By: Mark Deisinger
My friend Lewis was rescued very young from a dumpster in Duluth and eventually made his way to our house. I remember when we first brought him home. He seemed to like going under the futon in our spare bedroom, inquisitive but very unsure about us and what was happening. It wasn’t long before Lewis had the run of the house, dozing in the sun on one surface or another, and, in the winter, jumping up into our laps the moment a fleece blanket was deployed. He was affectionate, gentle, and liked everybody. Growing up I was a “dog person,” but I had now fully become a “cat person.”
Several weeks ago, Lewis’s breathing became labored and he started losing his appetite. The latter was especially alarming because he was legendary for scarfing down every molecule of his daily allotment in three minutes and then immediately begging for more. The vet’s x-rays revealed that his chest cavity was filling with fluid, a condition called pleural effusion. The exact cause remains a mystery, but it was likely that he suffered from congestive heart failure or possibly even cancer. He was about 11 years old by this point, still youngish for a cat. He lingered for a few weeks, but we knew that cats don’t really show distress and we worried that he was in pain. He seemed content to sit on a lap or in his basket, but he was only comfortable in certain positions, and those not for long. We knew the end was near, and we were sad and in distress ourselves. We didn’t want him to suffer. We didn’t want ourselves to suffer watching this play out.
******
■ **YOUR TASKS**:
1 - In the essay about Lewis the cat, what condition did the vet's x-rays reveal?
2 - Pick up the essay about Lewis the cat after its final sentence and keep writing it.
The material that comes next isn't needed.
******
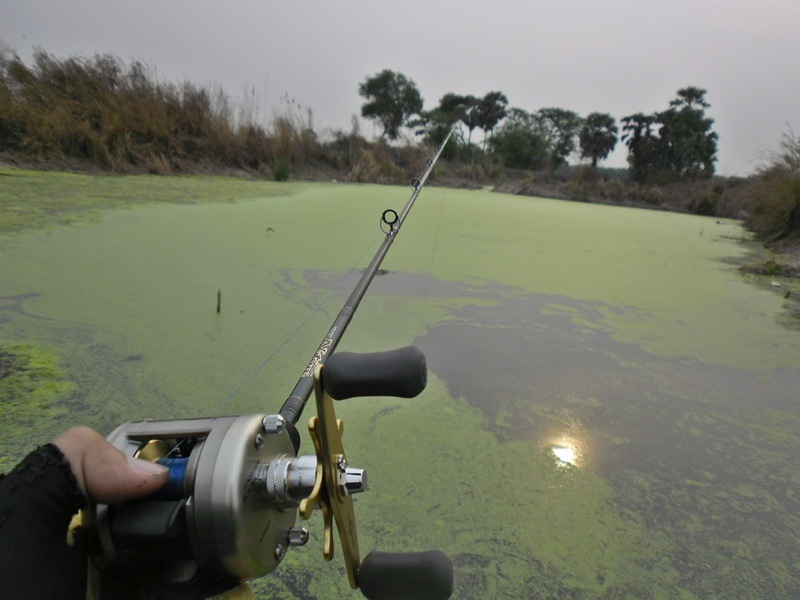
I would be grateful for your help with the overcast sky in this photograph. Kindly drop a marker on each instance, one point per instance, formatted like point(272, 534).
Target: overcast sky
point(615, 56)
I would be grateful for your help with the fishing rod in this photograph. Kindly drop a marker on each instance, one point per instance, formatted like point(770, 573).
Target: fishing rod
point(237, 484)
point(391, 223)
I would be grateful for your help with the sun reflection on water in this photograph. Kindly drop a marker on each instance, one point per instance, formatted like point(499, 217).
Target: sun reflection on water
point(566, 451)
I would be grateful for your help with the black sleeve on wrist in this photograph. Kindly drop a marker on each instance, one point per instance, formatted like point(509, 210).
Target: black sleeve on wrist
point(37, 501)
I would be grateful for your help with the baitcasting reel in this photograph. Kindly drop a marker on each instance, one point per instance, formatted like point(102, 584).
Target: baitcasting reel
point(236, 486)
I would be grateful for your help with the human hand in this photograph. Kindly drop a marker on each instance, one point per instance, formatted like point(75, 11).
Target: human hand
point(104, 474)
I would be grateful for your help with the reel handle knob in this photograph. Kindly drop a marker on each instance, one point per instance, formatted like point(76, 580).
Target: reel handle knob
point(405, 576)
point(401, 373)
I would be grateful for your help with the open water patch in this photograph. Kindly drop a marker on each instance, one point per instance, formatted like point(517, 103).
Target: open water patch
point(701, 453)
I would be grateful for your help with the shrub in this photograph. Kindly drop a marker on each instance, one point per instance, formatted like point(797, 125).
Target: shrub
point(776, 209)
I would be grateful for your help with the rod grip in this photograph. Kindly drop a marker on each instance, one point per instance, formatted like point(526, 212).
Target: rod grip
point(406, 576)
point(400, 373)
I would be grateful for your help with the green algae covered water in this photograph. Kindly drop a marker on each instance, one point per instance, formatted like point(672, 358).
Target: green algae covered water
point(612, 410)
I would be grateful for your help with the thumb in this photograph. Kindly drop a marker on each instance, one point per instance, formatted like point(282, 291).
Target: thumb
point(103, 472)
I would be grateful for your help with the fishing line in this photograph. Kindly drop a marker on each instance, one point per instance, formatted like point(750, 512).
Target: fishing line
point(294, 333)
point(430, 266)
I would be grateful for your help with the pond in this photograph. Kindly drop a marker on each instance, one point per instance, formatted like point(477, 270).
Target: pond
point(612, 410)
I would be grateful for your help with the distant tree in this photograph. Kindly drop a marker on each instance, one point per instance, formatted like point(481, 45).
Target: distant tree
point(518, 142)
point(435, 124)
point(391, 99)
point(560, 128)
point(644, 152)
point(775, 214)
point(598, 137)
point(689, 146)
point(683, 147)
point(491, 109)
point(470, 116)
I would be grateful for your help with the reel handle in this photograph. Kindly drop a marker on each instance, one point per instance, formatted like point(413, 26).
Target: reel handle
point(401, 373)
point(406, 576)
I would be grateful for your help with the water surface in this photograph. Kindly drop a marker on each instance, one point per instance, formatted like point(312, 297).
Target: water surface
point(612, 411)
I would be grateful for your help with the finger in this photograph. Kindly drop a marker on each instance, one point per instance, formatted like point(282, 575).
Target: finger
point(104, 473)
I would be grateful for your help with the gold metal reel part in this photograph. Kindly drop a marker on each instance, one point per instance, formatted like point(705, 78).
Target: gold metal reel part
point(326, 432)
******
■ **ANSWERS TO THE EXERCISES**:
1 - Pleural effusion: his chest cavity was filling with fluid.

2 -
Eventually he couldn’t move very well on his own, and one afternoon we heard him meowing loudly from another room, which was unusual. We approached to find that he had soiled his surroundings because he could no longer make it to the litter box. It was time. We held him as closely as we could without causing him discomfort, and we held each other closer.
The morning of April 9, I had an early commute to work for some training that I could not avoid or reschedule. I said my last goodbye to Lewis as he sat uncomfortably in his basket on the bathroom floor. Sharon took him to the vet a few hours later, and now Lewis is gone and the house is less bright and less warm. We are glad his suffering is over, and we are grateful that he spent his life with us, but there is real pain in our hearts.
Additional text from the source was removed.